▶ Parts of the exercise
a: In the text on meat-eating and human evolution, copy the part between "The study by" and "in human evolution.", inclusive, and replace "Great Ape" with "chimpanzee".
b: According to the text on meat-eating and human evolution, how many mammalian species were included in the study?
c: Extend the text on meat-eating and human evolution from its last sentence.

▶ Source text

--- START ---

A new study has highlighted the role that meat-eating has played in the evolutionary success of humankind.
The study by Swedish and German researchers shows that when humans began to eat meat and eventually hunt, their new, higher quality diet allowed them to wean babies earlier than other species, such as the Great Ape.
That meant that women could then give birth to more children during their reproductive life, which contributed to the gradual spread of the human population over the world.
The link between eating meat and a faster weaning process was shown by the study of 67 mammalian species.
The research revealed a clear pattern that showed that learning to hunt was a decisive step in human evolution.
Hunting required communication, planning and the use of tools, which in turn demanded a larger brain. Adding meat to the diet made it possible to develop a larger brain.
This has been known for a long time. However, no one has previously demonstrated the strong strong link between meat eating and the duration of breast-feeding.
“By eating meat, the breast-feeding periods and thus the time between child births must have been shorter,” researcher Elia Psouni of Lund University in Sweden said.

--- END ---

▶ Recorded data
--- START ---

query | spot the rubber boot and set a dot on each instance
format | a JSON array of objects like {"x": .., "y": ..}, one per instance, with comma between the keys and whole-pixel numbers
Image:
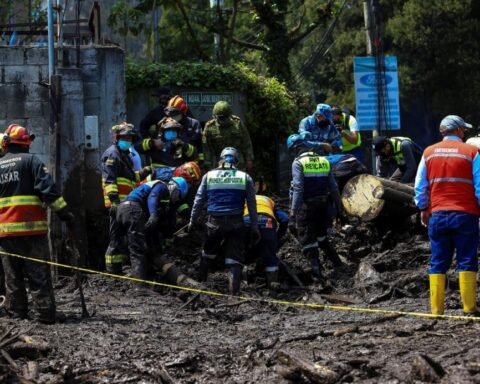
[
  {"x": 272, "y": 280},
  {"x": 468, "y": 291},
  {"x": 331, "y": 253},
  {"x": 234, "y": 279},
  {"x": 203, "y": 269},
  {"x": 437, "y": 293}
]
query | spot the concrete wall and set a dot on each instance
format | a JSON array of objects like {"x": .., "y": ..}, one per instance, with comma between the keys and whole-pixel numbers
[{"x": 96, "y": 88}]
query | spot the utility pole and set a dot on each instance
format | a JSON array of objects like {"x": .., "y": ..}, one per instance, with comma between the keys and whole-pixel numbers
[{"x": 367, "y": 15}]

--- END ---
--- START ---

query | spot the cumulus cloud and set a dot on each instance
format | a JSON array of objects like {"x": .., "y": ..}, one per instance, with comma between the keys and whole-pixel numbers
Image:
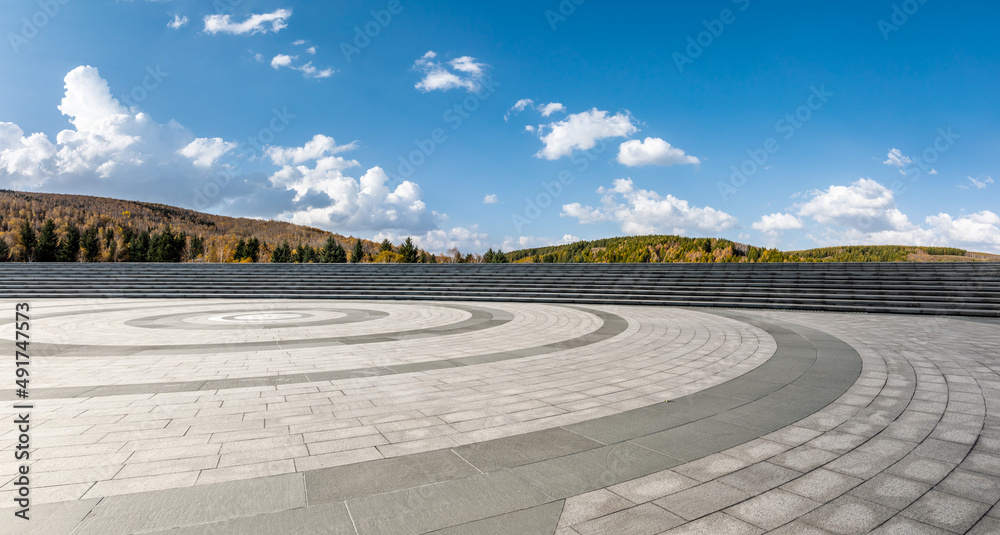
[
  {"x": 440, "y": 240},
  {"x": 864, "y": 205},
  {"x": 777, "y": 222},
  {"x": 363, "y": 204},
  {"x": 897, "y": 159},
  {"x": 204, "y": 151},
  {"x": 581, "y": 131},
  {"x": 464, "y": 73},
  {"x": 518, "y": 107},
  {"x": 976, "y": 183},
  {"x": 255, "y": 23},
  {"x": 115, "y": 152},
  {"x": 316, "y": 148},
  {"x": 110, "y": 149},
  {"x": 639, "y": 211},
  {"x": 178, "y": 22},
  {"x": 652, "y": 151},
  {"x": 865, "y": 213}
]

--- END ---
--- START ---

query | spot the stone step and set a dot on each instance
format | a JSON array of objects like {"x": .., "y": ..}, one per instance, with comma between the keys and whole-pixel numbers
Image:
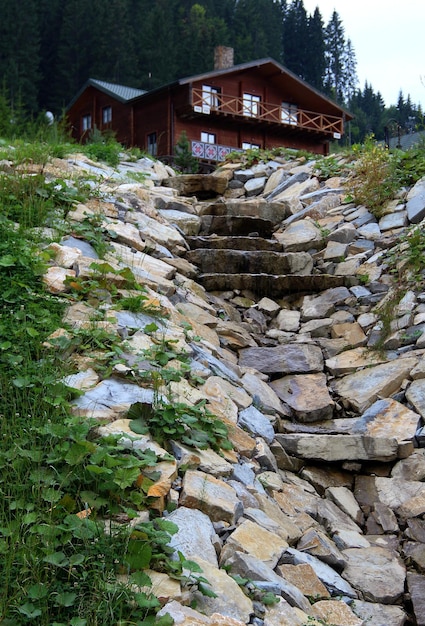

--- END ---

▶ Answer list
a:
The study by Swedish and German researchers shows that when humans began to eat meat and eventually hunt, their new, higher quality diet allowed them to wean babies earlier than other species, such as the chimpanzee.
That meant that women could then give birth to more children during their reproductive life, which contributed to the gradual spread of the human population over the world.
The link between eating meat and a faster weaning process was shown by the study of 67 mammalian species.
The research revealed a clear pattern that showed that learning to hunt was a decisive step in human evolution.

b: 67 mammalian species.

c:
“This must have been vitally important to human evolution.“
Elia Psouni is a developmental psychologist and has, together with neurophysiologist Martin Garwicz (also in Lund) and evolutionary geneticist Axel Janke (currently in Frankfurt but previously in Lund) published her findings in the online science journal PLoS ONE.
Many researchers have tried to explain the comparatively short breast-feeding period of humans with social and behavioural theories of parenting and family size.
However the Lund group has now shown that humans do not differ from other mammals when it comes to the timing of weaning. When brain development and diet composition are included in the equation, the time when human children stop suckling fits precisely with the pattern in other mammals.
The research team entered data on 67 mammalian species of various types into a mathematical model based on brain size and diet. Species which consumed at least 20 per cent of their diet energy content from meat were classified as carnivores.
The model showed animals of all species stop suckling their young when their brans have reached a certain stage of development on the path between conception and full brain-size. The high quality diet of carnivores allows them to cease suckling their young at an earlier age than herbivores and omnivores. The model also showed that humans do not differ from other carnivores with respect to timing of weaning.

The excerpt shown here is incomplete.